→ **Excerpt**
[BEGIN]

The provided code is a basic implementation of this idea, but does not include more advanced features such as detecting and merging branches whose values are all identical, or multiple parents referencing a single child set if they are the same (i.e. an octree DAG). The Set function resizes the octree via realloc when more space is needed, to the smallest power of 2 large enough to contain all the nodes.

One issue is then a full octree would have 65536 allocated objects but only 37448 will ever be needed at any point (excluding the root node0). A recommendation for a better reallocation scheme, along with general advice for improvement, would be heavily appreciated <3.

A valid all-0 octree could be initialized as follows:

Octree *o0 = memset(malloc(sizeof(Octree)), 0, sizeof(Octree));

The code:

typedef union Node8 {
    uint64_t y[2], c[2];
    uint32_t z[2][2], b[4];
    uint16_t x[2][2][2], a[8];
} Node8;
typedef struct Octree {
    uint64_t *data; // data* fields are reserved for future use
    uint16_t datasize, nodesize;
    uint8_t dataalloc, nodealloc;
    uint16_t node0; // root node
    Node8 node[]; // node[-1] == node0
} Octree;
uint16_t *Get(Octree *const o, const uint8_t x, const uint8_t z, const uint8_t y, uint_fast8_t *const p) {
    uint16_t *n = &o->node0;
    uint_fast8_t i = 4;
    while (*n&0x8000 && (n = &o->node[*n&0x7FFF].x[y>>i&1][z>>i&1][x>>i&1], i))

[END]

→ **Given instruction**
Continue the octree excerpt above from the point where it stops. The rows that follow come from a different source than the octree post above.

→ **Dataset entries**
[BEGIN]

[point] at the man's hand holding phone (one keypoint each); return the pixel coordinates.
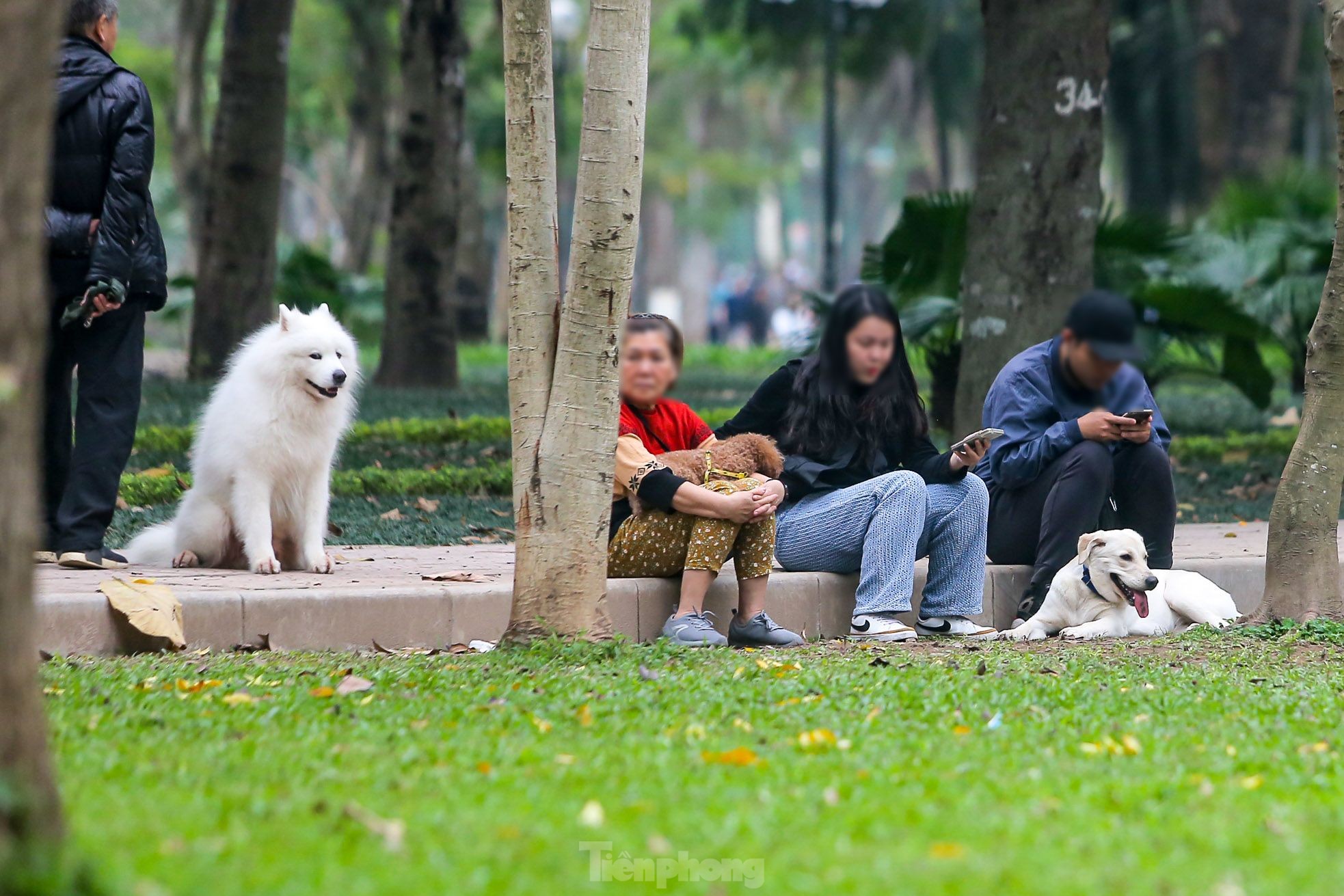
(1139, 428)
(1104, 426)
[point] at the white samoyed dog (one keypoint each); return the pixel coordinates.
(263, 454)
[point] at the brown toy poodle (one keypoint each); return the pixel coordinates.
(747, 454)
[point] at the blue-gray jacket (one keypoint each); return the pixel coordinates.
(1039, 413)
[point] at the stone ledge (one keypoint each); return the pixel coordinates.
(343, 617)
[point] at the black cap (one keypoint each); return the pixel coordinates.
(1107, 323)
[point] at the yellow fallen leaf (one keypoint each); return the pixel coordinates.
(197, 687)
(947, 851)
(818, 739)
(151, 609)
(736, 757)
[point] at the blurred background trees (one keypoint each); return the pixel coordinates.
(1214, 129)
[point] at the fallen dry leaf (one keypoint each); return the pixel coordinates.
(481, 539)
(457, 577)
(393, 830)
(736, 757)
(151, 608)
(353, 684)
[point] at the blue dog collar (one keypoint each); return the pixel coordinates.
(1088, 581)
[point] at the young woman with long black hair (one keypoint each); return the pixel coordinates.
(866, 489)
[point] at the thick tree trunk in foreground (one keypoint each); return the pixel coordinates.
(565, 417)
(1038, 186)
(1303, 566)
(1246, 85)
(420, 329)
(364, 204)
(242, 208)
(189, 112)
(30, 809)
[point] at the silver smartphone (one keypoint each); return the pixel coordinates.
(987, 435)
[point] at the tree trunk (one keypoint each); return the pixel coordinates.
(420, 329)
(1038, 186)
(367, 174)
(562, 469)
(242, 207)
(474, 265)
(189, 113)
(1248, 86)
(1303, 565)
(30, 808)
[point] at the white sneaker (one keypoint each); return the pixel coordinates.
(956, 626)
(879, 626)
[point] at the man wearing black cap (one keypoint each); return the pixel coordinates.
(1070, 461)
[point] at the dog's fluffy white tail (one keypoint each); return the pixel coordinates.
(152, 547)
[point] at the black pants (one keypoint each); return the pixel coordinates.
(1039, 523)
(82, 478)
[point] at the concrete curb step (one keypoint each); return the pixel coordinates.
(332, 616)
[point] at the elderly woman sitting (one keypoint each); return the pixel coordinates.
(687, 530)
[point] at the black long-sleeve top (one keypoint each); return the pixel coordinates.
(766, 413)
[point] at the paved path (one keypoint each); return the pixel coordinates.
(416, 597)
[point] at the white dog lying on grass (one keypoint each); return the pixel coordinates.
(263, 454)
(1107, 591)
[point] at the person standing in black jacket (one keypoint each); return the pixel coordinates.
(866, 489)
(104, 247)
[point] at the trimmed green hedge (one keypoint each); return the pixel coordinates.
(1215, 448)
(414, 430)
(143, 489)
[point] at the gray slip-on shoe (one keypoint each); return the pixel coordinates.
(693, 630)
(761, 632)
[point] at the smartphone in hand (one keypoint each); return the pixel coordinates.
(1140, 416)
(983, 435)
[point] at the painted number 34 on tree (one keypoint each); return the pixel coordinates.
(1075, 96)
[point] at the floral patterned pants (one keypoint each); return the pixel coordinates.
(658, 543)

[END]

→ **Task output**
        --i;
    if (p)
        *p = i;
    return n;
}
Octree *Set(Octree *o, const uint8_t x, const uint8_t z, const uint8_t y, const uint16_t v) {
    uint_fast8_t i;
    uint16_t *n = Get(o, x, z, y, &i);
    if (i) {
        const uint16_t p = *n;
        const unsigned size = o->nodesize+i;
        if (size >= 1U<<o->nodealloc) {
            const ptrdiff_t off = n-(uint16_t *)o->node;
            n = (uint16_t *)(o = realloc(o, sizeof(Octree)+(sizeof(Node8)<<(o->nodealloc = 32-__builtin_clz(size)))))->node+off;
        }
        do {
            *n = o->nodesize|0x8000;
            Node8 *const s = &o->node[o->nodesize++];
            n = &s->x[y>>i&1][z>>i&1][x>>i&1];
            s->a[1] = s->a[0] = p; // copy 8 objects in 3 steps instead of 8
            s->b[1] = s->b[0];
            s->c[1] = s->c[0];
        } while (i--);
    }
    *n = v;
    return o;
}
void Iter(const Octree *const o) {
    const uint16_t *node[6] = {&o->node0};
    int_fast8_t index[6] = {0};
    for (uint_fast8_t i = 0;;) {
        const int_fast8_t j = index[i]--;
        if (j == -1) {
            if (i--)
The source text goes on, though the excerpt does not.